** What the task requires **
Exactly the lines from the one containing "of the group" through the final line of the listing are to be retyped, and nothing more.

[Task material]

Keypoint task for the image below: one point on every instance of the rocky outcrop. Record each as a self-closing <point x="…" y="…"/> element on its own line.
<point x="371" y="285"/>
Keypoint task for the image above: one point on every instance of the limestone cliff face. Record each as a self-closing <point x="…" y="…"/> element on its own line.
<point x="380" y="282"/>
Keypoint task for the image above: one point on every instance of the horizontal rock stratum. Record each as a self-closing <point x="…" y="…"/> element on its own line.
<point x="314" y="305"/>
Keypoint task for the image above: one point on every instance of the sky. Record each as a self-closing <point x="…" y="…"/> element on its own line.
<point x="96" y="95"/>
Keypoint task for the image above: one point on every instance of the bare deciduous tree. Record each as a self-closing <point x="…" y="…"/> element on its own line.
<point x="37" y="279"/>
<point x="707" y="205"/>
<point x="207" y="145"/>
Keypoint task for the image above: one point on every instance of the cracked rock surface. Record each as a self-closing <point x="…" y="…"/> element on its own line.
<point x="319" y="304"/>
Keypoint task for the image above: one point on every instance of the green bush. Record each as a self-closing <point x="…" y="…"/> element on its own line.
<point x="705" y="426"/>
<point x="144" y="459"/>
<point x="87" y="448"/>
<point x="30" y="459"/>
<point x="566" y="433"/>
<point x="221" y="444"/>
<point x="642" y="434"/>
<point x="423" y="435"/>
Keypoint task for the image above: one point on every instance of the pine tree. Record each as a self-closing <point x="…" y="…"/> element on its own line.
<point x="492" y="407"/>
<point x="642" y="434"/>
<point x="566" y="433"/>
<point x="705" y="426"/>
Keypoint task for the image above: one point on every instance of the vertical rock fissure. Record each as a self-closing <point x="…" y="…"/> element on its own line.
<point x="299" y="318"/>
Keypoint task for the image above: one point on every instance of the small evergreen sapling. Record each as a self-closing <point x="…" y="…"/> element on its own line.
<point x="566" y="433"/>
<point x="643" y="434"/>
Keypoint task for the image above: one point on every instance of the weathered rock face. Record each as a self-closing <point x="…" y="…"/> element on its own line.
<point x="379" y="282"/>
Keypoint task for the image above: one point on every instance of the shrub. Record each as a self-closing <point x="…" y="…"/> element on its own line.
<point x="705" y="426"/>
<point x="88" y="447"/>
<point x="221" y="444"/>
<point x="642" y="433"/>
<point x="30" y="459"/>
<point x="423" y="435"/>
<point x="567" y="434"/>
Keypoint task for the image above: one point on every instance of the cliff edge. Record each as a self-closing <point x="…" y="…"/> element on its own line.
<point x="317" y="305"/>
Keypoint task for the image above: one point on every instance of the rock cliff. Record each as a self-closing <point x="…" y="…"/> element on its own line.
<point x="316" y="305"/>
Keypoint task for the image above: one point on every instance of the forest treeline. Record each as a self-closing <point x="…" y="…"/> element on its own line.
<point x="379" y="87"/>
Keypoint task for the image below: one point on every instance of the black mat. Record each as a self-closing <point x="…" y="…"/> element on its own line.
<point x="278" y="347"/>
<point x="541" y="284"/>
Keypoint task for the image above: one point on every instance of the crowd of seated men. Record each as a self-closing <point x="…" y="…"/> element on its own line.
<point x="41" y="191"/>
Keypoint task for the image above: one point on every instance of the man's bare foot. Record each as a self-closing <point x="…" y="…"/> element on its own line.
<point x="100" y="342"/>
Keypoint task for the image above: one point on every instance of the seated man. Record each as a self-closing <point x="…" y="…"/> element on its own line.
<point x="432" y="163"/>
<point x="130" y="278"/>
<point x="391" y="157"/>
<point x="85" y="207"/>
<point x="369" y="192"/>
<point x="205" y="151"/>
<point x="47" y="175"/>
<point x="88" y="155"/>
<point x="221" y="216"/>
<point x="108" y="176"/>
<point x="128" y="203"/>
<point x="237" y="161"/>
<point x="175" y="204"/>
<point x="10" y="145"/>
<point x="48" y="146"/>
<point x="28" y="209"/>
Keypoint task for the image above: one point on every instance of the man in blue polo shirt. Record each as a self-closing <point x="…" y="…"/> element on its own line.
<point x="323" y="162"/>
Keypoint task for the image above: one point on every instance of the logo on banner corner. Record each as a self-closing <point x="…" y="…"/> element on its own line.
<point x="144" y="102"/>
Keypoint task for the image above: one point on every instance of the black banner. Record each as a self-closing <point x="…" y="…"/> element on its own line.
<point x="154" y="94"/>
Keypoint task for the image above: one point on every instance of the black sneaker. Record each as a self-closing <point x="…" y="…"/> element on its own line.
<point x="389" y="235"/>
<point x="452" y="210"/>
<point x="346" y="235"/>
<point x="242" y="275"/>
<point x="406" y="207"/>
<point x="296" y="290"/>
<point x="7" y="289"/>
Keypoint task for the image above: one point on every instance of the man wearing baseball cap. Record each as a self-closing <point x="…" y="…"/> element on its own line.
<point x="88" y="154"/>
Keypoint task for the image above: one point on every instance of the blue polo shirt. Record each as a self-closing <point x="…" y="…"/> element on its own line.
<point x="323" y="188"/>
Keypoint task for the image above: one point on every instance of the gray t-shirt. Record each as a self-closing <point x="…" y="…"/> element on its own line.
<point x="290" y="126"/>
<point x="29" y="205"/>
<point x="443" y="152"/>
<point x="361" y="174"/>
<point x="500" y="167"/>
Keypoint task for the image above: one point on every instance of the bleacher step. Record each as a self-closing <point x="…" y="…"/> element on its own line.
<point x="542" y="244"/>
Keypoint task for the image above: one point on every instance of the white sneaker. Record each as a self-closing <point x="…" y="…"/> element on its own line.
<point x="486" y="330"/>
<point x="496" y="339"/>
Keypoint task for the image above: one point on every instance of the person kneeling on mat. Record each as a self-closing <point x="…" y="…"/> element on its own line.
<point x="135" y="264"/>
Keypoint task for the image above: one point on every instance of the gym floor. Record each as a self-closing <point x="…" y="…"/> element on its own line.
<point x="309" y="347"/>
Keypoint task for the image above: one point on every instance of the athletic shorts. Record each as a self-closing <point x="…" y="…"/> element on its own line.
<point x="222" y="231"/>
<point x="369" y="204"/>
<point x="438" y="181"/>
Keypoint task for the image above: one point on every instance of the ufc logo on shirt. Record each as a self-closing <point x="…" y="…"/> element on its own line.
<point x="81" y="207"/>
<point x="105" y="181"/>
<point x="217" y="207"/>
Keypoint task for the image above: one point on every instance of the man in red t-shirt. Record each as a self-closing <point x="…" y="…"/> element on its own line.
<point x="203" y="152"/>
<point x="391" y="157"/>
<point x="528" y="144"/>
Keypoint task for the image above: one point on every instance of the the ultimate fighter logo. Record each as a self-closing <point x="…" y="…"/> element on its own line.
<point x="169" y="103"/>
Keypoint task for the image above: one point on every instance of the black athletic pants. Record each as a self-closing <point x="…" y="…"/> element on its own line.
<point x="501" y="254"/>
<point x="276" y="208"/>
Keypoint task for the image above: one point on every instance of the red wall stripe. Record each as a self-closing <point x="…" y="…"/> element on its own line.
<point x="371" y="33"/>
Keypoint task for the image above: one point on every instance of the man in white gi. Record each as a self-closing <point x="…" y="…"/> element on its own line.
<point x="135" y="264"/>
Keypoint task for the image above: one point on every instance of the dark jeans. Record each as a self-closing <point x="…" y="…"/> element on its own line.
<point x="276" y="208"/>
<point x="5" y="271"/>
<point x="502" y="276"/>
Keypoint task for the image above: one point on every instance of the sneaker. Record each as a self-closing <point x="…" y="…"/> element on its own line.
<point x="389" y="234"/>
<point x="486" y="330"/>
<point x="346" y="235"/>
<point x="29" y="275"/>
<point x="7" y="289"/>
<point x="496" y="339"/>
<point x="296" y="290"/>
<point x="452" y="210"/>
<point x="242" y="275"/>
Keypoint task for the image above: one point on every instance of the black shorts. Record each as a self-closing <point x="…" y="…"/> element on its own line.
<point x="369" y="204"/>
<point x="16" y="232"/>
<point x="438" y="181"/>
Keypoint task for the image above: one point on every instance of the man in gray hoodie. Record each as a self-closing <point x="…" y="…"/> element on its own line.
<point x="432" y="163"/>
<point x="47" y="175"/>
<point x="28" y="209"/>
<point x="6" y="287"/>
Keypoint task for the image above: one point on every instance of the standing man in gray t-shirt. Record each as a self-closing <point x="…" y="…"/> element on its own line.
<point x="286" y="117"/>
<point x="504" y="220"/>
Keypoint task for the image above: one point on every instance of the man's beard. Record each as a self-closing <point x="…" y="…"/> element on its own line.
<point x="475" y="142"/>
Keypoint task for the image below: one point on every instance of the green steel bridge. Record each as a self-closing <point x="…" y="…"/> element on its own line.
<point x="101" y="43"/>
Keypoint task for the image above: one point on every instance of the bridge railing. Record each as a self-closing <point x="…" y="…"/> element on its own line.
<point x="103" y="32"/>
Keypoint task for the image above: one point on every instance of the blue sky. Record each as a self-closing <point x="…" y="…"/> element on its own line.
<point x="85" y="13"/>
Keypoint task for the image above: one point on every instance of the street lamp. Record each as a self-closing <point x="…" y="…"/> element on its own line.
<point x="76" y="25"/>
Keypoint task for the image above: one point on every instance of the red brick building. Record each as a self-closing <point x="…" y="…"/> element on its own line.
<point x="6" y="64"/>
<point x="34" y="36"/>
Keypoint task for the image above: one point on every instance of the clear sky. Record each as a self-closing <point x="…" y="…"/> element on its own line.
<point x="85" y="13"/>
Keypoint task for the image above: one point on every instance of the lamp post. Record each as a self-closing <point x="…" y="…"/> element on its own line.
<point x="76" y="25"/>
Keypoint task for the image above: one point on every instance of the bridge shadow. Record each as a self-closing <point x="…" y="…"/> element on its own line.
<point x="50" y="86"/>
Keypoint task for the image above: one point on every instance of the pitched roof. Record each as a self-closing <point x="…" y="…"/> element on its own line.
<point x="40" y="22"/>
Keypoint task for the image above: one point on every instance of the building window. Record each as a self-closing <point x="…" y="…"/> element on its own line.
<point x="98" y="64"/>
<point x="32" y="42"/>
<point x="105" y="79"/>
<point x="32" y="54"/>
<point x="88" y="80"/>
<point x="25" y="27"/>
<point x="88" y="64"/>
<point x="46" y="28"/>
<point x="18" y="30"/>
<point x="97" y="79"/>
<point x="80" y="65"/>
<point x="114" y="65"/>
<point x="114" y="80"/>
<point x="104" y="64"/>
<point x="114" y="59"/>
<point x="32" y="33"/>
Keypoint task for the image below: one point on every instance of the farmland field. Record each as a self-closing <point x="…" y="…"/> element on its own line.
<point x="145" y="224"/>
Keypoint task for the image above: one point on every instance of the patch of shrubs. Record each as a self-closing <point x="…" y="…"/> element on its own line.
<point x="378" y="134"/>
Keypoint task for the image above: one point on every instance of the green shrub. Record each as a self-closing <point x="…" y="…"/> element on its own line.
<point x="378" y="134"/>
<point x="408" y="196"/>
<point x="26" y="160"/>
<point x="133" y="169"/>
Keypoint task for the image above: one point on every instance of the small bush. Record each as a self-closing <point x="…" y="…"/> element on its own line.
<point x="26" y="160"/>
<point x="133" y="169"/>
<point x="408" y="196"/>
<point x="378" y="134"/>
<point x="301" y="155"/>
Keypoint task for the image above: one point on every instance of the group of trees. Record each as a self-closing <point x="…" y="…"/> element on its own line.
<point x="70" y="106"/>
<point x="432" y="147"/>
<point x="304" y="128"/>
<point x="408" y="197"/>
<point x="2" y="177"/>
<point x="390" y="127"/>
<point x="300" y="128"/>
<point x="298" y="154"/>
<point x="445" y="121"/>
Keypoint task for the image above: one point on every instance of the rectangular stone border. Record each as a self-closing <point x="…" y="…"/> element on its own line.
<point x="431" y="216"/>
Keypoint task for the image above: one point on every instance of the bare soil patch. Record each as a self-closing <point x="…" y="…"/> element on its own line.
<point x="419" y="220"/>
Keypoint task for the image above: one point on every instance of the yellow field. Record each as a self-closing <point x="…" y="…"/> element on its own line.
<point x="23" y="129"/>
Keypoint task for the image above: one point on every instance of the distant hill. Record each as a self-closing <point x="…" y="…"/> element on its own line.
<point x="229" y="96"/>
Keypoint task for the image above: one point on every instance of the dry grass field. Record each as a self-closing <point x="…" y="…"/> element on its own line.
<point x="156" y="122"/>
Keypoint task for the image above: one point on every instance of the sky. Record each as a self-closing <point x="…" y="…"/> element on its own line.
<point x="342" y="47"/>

[/Task material]

** Answer section **
Keypoint task for the image above: one point on every instance of the group of trees. Record each as a self-closing <point x="…" y="…"/> element on its own line.
<point x="70" y="106"/>
<point x="432" y="147"/>
<point x="304" y="128"/>
<point x="408" y="197"/>
<point x="2" y="177"/>
<point x="390" y="127"/>
<point x="300" y="128"/>
<point x="298" y="154"/>
<point x="445" y="121"/>
Keypoint task for the image above: one point on every instance of the rectangular stone border. Record each as a self-closing <point x="…" y="…"/> element on its own line.
<point x="431" y="216"/>
Keypoint task for the image above: one point on every instance of the bare soil patch. Record each as a self-closing <point x="…" y="…"/> element on its own line.
<point x="419" y="220"/>
Keypoint task for the image above: one point on every instance of the yellow field. Record each as a self-closing <point x="…" y="…"/> element on its own line.
<point x="23" y="129"/>
Keypoint task for the image above: one point on every instance of the distant hill. Record each as a self-closing <point x="…" y="…"/> element on its own line.
<point x="229" y="96"/>
Keypoint task for the image above: one point on every instance of the dry grass field. Record each as a self-closing <point x="…" y="…"/> element on its own line.
<point x="156" y="122"/>
Keypoint task for the image above: one point on every instance of the sky. Record each as a self-closing <point x="…" y="…"/> element on its own line.
<point x="342" y="47"/>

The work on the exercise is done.